> Text shown:
----
All commercial real estate leases deal with operating expenses in some way, shape, or form.  In Full Service office leases, the most common form is with a Base Year.  The Base Year approach generally uses a determined twelve month period of operating expenses as a benchmark.  This period is often the calendar year or previous calendar year of occupancy, which is known as the Base Year.

Each year, landlords will submit operating expense reconciliation reports to the tenants, in order to true up expenses should they fluctuate or increase over the Base Year. Property Managers use estimates for operating expenses based on historical data, and then reconcile the actual operating expenses annually, which is reflected in a tenants reconciliation report. Property Managers and Asset Managers try to keep costs in balance, however as a tenant you should be sure to closely review your statements or have your real estate advisor review.  Changes in staff, management companies, ownership, capital improvements, and tax re-valuations are all red flag items that can trigger the need for a closer review of the operating expenses.

On occasion landlords try to charge for items that are not “generally accepted accounting principles,” which could include capital costs or other items.  Ideally the lease specifies what should and should not be included.  In some cases, red flags, errors, or inconsistencies can cause the need to an audit of operating expenses.  Generally, landlords prefer to have auditors reviewing their books for costly errors, so it is important to negotiate tenant friendly lease audit language in the LOI and Lease prior to occupancy.

As cost tend to increase over time and buildings age, it is important to have clear and tenant favorable lease language regarding operating expenses, base year, and audits.
----
> Raw records:
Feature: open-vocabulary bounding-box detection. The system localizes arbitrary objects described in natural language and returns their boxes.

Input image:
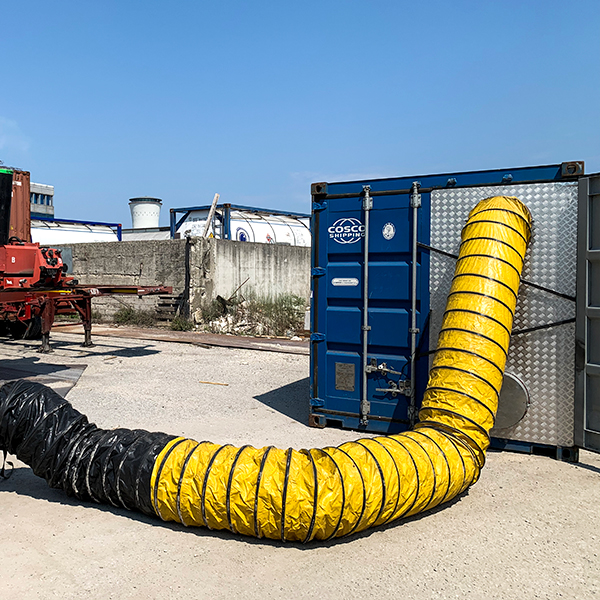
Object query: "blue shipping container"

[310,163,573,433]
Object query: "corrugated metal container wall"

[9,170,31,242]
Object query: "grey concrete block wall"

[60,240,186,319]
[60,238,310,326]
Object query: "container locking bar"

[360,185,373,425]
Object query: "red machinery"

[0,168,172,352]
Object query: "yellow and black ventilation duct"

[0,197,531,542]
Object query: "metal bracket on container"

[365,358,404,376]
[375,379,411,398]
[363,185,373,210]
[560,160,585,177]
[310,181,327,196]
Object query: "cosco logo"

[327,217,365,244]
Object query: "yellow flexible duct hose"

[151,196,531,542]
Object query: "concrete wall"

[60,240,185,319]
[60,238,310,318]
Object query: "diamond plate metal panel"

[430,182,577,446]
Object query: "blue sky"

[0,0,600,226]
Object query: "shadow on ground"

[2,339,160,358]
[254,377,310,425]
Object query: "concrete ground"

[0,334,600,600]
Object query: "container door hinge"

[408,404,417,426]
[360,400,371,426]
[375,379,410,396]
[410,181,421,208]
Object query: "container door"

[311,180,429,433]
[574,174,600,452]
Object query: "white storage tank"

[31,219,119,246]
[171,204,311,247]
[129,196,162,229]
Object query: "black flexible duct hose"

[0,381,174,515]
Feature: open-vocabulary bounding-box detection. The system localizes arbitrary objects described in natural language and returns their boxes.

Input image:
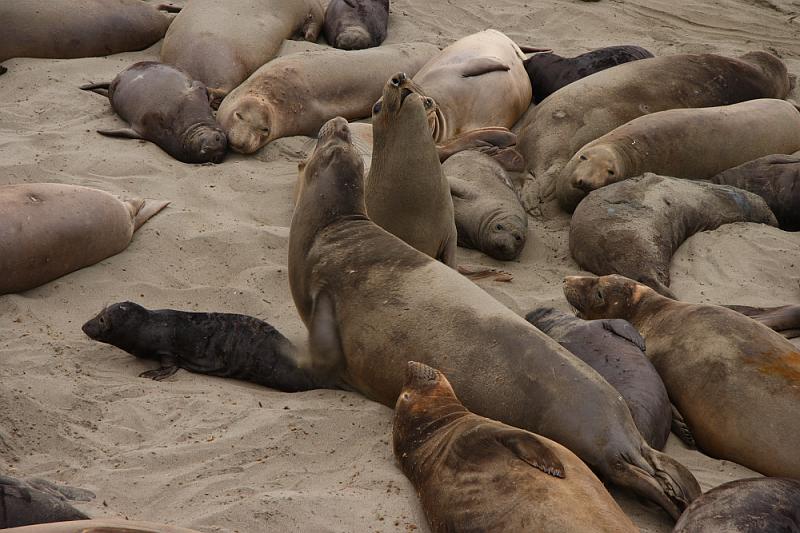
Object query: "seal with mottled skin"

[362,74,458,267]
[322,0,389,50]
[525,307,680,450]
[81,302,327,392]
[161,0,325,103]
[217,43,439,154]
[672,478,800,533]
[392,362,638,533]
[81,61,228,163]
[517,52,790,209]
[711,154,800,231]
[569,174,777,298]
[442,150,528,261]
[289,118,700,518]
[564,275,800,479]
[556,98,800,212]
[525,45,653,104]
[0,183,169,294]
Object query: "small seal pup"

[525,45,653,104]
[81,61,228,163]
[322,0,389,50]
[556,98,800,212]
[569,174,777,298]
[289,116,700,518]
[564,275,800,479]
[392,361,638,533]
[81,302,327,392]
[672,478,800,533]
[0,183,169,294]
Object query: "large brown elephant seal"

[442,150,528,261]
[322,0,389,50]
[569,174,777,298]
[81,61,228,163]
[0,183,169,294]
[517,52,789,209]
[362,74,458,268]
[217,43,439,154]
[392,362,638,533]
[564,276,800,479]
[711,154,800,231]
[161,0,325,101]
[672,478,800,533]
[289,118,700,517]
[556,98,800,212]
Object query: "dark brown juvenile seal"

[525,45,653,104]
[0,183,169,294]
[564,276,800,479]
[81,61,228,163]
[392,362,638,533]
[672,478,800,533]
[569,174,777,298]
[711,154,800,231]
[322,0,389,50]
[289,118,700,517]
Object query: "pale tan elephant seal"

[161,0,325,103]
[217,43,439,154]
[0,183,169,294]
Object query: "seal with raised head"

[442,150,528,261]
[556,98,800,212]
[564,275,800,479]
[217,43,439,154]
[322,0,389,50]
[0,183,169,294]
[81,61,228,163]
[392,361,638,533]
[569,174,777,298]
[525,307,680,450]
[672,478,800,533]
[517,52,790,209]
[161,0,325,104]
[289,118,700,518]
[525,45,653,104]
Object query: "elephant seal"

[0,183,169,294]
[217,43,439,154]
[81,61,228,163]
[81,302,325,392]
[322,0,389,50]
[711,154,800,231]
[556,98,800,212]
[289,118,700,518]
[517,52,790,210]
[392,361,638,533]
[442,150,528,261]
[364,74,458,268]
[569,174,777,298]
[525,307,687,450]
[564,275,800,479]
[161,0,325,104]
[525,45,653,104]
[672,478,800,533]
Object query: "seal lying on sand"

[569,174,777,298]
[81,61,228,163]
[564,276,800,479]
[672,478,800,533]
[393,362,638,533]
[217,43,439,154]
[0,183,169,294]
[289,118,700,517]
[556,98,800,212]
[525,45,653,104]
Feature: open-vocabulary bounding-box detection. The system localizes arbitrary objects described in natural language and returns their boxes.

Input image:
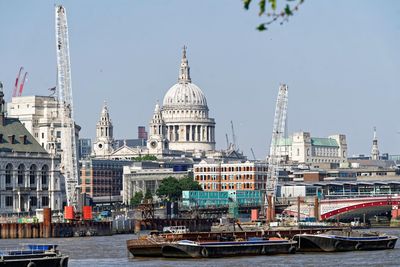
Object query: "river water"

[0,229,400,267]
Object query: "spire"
----
> List of tasks:
A) Please reproduce the passage on operating expenses in commercial real estate leases word for word.
B) Shift every box coordinate by -48 in the records on the lines between the one containing "and black ventilation" and the one containing "[129,196,162,229]", inclusive. Output all of those lines and only those lines, keeping every other line unchanged.

> Answers given:
A)
All commercial real estate leases deal with operating expenses in some way, shape, or form.  In Full Service office leases, the most common form is with a Base Year.  The Base Year approach generally uses a determined twelve month period of operating expenses as a benchmark.  This period is often the calendar year or previous calendar year of occupancy, which is known as the Base Year.

Each year, landlords will submit operating expense reconciliation reports to the tenants, in order to true up expenses should they fluctuate or increase over the Base Year. Property Managers use estimates for operating expenses based on historical data, and then reconcile the actual operating expenses annually, which is reflected in a tenants reconciliation report. Property Managers and Asset Managers try to keep costs in balance, however as a tenant you should be sure to closely review your statements or have your real estate advisor review.  Changes in staff, management companies, ownership, capital improvements, and tax re-valuations are all red flag items that can trigger the need for a closer review of the operating expenses.

On occasion landlords try to charge for items that are not “generally accepted accounting principles,” which could include capital costs or other items.  Ideally the lease specifies what should and should not be included.  In some cases, red flags, errors, or inconsistencies can cause the need to an audit of operating expenses.  Generally, landlords prefer to have auditors reviewing their books for costly errors, so it is important to negotiate tenant friendly lease audit language in the LOI and Lease prior to occupancy.

As cost tend to increase over time and buildings age, it is important to have clear and tenant favorable lease language regarding operating expenses, base year, and audits.

B)
Object query: "yellow and black ventilation duct"

[-48,149,483,494]
Object query: "metal bracket on container"

[317,310,356,328]
[327,331,363,350]
[315,137,325,162]
[512,112,537,129]
[262,133,279,148]
Object query: "cosco logo"

[279,169,317,196]
Object query: "yellow flexible duct hose"

[103,148,483,494]
Object query: "concrete wall"

[12,192,137,271]
[12,190,262,270]
Object query: "diamond plate metal panel"

[382,134,529,398]
Object query: "blue sky"

[-48,-48,552,178]
Object query: "shadow on ground"

[-46,291,112,310]
[206,329,262,377]
Object query: "concrete ground"

[-48,286,552,552]
Object query: "container door hinge"

[360,356,369,378]
[312,352,323,378]
[327,331,362,348]
[362,133,373,160]
Object query: "container door"

[263,132,381,385]
[526,126,552,404]
Object query: "white storage tank"

[-17,171,71,198]
[123,156,263,199]
[81,148,114,181]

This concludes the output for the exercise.